---------- Page text ----------
Fun Quotes from the AFDS Media Roundtable

S|A @ AMD’s Fusion Developer Summit

There were a few interesting bacon-bits to come out of a rather dry media roundtable session, titled “Why Common Industry Standards Foster Innovation”, with representatives from AMD, ARM, and a certain Redmond, Washington-based company. The panel decided to address the so called “elephant in the room” or the AMD-ARM relationship, relatively early on in the session. Essentially the nature of the AMD-ARM relationship was described as a partnership to promote a shared vision of open industry standards. But when the ARM representative was pressed further as to his attendance at AFDS he responded, “I’m here because they [AMD] asked nicely.” Despite not quite directly saying it, it appears that relationship between the two companies does not involve the development of ARM based Fusion parts at this point.
---------- Recorded data ----------
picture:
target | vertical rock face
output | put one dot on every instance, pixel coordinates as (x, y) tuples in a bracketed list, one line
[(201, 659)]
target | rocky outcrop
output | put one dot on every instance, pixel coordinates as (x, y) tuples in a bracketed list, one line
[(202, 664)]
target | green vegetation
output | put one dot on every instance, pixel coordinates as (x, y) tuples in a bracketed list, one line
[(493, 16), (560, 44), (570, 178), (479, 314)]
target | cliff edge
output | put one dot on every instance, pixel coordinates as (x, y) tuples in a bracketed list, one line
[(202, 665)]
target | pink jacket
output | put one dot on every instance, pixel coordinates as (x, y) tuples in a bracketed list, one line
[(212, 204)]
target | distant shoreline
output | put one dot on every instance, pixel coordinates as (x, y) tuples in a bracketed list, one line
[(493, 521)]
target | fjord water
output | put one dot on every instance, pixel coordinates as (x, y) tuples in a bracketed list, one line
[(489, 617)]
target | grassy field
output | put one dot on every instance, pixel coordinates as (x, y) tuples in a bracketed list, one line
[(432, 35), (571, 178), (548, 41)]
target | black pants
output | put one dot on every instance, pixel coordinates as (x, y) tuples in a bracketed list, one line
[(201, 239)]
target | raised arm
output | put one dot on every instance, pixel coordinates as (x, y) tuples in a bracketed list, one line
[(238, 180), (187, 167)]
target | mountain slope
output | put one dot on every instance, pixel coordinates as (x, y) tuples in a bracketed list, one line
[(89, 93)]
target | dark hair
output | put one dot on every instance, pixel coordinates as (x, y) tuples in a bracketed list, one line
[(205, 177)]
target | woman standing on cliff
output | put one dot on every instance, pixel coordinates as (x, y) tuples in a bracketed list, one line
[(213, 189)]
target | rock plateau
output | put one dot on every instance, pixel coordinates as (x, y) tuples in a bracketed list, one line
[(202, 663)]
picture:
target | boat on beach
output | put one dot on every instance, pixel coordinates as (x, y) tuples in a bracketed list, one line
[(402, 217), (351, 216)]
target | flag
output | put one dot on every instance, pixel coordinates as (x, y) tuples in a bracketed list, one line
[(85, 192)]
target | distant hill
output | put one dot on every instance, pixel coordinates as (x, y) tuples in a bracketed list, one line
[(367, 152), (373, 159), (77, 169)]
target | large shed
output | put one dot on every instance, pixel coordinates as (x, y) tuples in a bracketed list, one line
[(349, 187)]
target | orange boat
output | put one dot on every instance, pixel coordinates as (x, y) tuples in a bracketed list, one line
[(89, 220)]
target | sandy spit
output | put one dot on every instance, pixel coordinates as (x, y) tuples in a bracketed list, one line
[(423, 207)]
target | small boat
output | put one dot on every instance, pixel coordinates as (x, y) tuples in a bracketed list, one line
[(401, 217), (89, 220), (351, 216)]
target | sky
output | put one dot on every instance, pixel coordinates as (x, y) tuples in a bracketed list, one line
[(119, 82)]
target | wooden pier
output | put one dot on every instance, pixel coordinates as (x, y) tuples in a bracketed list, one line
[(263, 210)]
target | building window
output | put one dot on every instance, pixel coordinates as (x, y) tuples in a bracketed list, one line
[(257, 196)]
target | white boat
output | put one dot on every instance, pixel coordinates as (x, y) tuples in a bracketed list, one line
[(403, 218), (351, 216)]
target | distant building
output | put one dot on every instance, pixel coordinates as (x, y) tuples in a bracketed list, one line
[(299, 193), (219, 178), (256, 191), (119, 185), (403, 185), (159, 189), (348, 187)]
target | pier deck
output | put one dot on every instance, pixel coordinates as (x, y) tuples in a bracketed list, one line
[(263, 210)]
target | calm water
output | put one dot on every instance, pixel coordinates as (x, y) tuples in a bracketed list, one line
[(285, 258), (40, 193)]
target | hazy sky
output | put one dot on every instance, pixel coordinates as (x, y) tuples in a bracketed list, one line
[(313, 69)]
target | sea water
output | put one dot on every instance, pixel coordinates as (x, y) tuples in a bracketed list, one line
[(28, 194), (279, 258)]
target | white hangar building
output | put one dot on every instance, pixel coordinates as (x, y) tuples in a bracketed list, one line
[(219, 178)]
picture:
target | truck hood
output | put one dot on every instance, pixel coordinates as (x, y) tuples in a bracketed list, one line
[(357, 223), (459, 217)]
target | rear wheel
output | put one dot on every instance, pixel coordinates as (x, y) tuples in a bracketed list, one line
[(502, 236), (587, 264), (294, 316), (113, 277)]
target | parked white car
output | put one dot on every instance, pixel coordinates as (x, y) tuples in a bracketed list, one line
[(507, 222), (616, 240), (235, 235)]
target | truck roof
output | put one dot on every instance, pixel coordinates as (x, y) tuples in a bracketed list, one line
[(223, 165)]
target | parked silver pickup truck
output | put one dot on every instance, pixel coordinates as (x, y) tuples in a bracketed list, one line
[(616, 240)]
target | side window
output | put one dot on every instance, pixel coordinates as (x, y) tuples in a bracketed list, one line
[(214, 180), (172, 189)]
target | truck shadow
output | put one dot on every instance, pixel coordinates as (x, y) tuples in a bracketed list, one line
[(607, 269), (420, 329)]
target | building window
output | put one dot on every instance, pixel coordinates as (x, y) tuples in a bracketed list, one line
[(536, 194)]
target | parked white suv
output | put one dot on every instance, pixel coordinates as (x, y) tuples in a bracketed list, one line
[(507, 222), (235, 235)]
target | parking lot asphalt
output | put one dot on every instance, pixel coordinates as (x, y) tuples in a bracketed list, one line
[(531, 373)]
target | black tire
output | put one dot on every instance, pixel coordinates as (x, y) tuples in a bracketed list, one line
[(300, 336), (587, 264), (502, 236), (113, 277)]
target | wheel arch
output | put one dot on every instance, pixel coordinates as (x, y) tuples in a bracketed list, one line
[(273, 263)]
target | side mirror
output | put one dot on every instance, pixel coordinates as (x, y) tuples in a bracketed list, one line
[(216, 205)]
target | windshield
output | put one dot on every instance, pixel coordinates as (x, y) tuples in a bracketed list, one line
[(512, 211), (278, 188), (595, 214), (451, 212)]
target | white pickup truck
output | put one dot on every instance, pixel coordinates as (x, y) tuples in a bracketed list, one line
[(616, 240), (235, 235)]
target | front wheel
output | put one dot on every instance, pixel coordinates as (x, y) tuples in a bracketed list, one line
----------
→ **Tasks to perform**
[a] Reproduce the roundtable article from "S|A @ AMD’s" up to and including "at this point.".
[b] Which phrases appear inside quotation marks in the roundtable article?
[c] According to the roundtable article, how was the nature of the AMD-ARM relationship described?

→ **Answers per task**
[a]
S|A @ AMD’s Fusion Developer Summit

There were a few interesting bacon-bits to come out of a rather dry media roundtable session, titled “Why Common Industry Standards Foster Innovation”, with representatives from AMD, ARM, and a certain Redmond, Washington-based company. The panel decided to address the so called “elephant in the room” or the AMD-ARM relationship, relatively early on in the session. Essentially the nature of the AMD-ARM relationship was described as a partnership to promote a shared vision of open industry standards. But when the ARM representative was pressed further as to his attendance at AFDS he responded, “I’m here because they [AMD] asked nicely.” Despite not quite directly saying it, it appears that relationship between the two companies does not involve the development of ARM based Fusion parts at this point.

[b]
- "Why Common Industry Standards Foster Innovation"
- "elephant in the room"
- "I'm here because they [AMD] asked nicely."

[c] As a partnership to promote a shared vision of open industry standards.